EXTRAIT DU DOCUMENT:
::::

Cependant, au-delà des demandes déjà connues, la FNSEA et les JA ont durci leur position en matière d’environnement. Ils demandent désormais non seulement l’arrêt des surtranspositions des règlements européens, mais aussi la suppression de certaines mesures existantes. Cela inclut notamment les zones de non-traitement par des produits phytosanitaires (ZNT) et l’arrêté « plan eau » de 2021 qui régit les prélèvements d’eau pour l’agriculture face aux sécheresses. Les syndicats réclament également un moratoire sur les interdictions de pesticides et le rejet du plan gouvernemental « Ecophyto » visant à réduire l’utilisation des pesticides.
À plus long terme, ils demandent l’ouverture de chantiers législatifs, notamment pour afficher une pause dans la création de nouvelles normes. Parmi leurs revendications figure également la volonté de désarmer les agents de l’Office français de la biodiversité, afin de recentrer cette « police de l’environnement » vers la pédagogie plutôt que la répression.
Depuis Mardi, la FNSEA a orienté la colère des agriculteurs contre Michel-Edourad Leclerc et son groupe, qu’ils accusent de privilégier des produits fabriqués ailleurs en Europe. Le Président de la FDSEA, Jean-Pierre Allaux, affirmait au micro de BFMTV que « ce monsieur est le plus gros influenceur en ce qui concerne la grande distribution ». Au mois de décembre 2022, la présidente de la FNSEA, Christiane Lambert enjoignait les consommateurs à ne pas se « laisser berner par Michel-Edouard Leclerc » qui évoquait début novembre « un tsunami » d’inflation à venir en 2023 et tentait de garder des prix faibles dans ses supermarchés.
Des agriculteurs ont protesté mercredi 24 janvier en déversant une grande quantité de fumier devant la permanence de la députée Catherine Couturier de La France Insoumise à Guéret, en Nouvelle-Aquitaine. La députée a déploré cet acte, notant que cela avait empêché son équipe de sortir librement de la permanence. Elle a également signalé de nombreuses dégradations dans la ville, tout en exprimant son soutien à certaines revendications des agriculteurs et en regrettant que les agriculteurs s’en prennent « aux représentants de l’État sans aucun discernement ».

::::

DONNÉES FOURNIES:
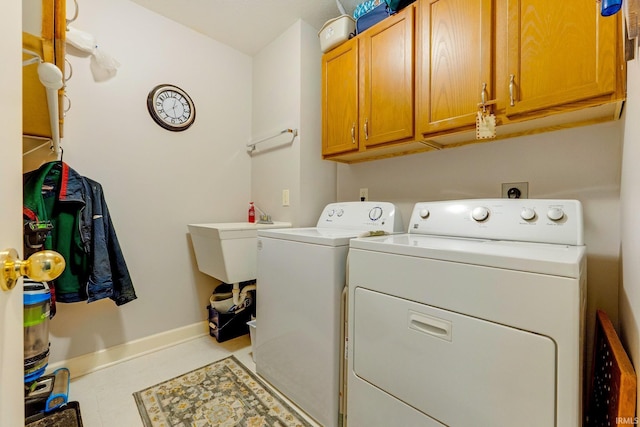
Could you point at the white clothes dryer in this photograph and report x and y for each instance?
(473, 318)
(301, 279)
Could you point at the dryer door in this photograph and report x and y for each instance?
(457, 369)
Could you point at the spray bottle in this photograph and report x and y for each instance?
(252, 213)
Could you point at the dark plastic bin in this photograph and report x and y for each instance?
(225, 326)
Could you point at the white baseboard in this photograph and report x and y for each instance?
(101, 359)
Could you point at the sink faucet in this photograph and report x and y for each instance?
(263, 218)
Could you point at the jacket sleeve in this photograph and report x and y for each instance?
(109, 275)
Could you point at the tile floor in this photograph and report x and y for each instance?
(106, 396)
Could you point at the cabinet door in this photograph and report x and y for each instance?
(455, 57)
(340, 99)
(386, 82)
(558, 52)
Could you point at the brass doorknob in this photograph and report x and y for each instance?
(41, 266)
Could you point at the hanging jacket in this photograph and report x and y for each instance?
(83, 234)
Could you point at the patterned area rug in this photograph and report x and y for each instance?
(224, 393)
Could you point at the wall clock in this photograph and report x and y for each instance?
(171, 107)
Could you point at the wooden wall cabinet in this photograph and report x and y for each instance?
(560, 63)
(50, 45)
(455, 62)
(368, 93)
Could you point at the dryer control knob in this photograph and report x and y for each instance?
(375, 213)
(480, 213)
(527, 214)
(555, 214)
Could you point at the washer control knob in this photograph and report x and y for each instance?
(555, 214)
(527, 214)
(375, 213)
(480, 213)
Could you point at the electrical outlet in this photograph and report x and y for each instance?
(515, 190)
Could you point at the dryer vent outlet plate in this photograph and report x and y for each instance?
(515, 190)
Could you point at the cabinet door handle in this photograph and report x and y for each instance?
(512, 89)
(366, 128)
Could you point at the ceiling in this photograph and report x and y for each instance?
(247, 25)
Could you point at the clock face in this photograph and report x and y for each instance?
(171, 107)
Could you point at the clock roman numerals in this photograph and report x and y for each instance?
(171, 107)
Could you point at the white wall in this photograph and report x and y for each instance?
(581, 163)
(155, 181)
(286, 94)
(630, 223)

::::

TRAVAIL DEMANDÉ:
- a) D'après le texte sur les revendications des agriculteurs, devant la permanence de quelle députée du fumier a-t-il été déversé le mercredi 24 janvier ?
- b) Prolongez le texte sur la colère des agriculteurs après sa dernière phrase.

RÉPONSES DE L'EXERCICE:
- a) Devant la permanence de Catherine Couturier, députée de La France Insoumise, à Guéret.

- b)
Mardi, le responsable régional de la FNSEA à Toulouse avait toutefois « été copieusement hué par sa base après avoir appelé les manifestants à rentrer chez eux Clement », comme le relève sur X, Brèves de News.
Sur les réseaux sociaux, Philippe Murer, économiste français proche des milieux souverainistes et écologistes, affirme que « La FNSEA et les Jeunes Agriculteurs qui négocient avec le gouvernement Macron sont des businessman en Marche déguisés en paysans ».
Il rappelle qu’Arnaud Rousseau, passé par l’European Business School, est le propriétaire d’une exploitation de 700 hectares , mais aussi le président de la multinationale Avril et qu’Arnaud Decercle ex président des Jeunes Agriculteurs est eurodéputé Renaissance.
Le président de la FNSEA, Arnaud Rousseau, soutien les agriculteurs qui se plaignent de l’augmentation des taxes sur le gazole non routier (GNR), alors qu’il a entériné cette hausse cet été, lors des négociations avec le gouvernement sur le projet de loi de finances.
Après ses études à l’Européen Business School, Rousseau a travaillé dans le courage de matières premières agricoles. Président de la multinationale Avril, spécialisée dans les huiles (Lessieur, Puget, Isio 4), il est aussi administrateur de Saipol, leader français de la transformation de graines en l’huile, directeur général de Biogaz du Multien, une entreprise spécialisée dans la méthanisation et président du conseil d’administration de Sofiprotéol, qui finance des crédits aux agriculteurs. Cette ancien militaire qui a été capitaine dans la réserve durant une quinzaine d’année est aussi le maire de Torcy-en-en Multien dans la Seine et Marne et vice-président de la Communauté de communes du pays de l’Ourcq.
Lors de son intronisation à la tête de la FNSEA, au congrès d’Angers, le ministre de l’agriculture Marc Fesneau était venu le félicité.
« Rousseau, on aurait du le nommer ministre, ça aurait été plus clair », dénonçait José Bové dans les colonnes du Canard enchainé.
L’europédputé écologiste, Benoit Bibeau, regrettait quant à lui que Rousseau « incarne la ligne la plus dure de la FNSEA, la plus agrobusiness, la plus productibviste ». Selon lui, les dirigeants de la FNSEA n’hésiteraient pas à trahir leurs propres membres, en particulier les éleveurs. Il ajoutait que ces leaders investissent massivement dans des secteurs qui sont en concurrence directe avec les agriculteurs français, créant ainsi un constant « conflit d’intérêts ».
Arnaud Rousseau, tout comme ses pairs dans le secteur des grandes cultures céréalières, figure parmi les principaux bénéficiaires de la Politique Agricole Commune (PAC), tandis que les petits éleveurs, particulièrement ceux exprimant leur frustration dans le Sud-Ouest, sont les plus désavantagés. Ces deux catégories d’agriculteurs ont des intérêts diamétralement opposés.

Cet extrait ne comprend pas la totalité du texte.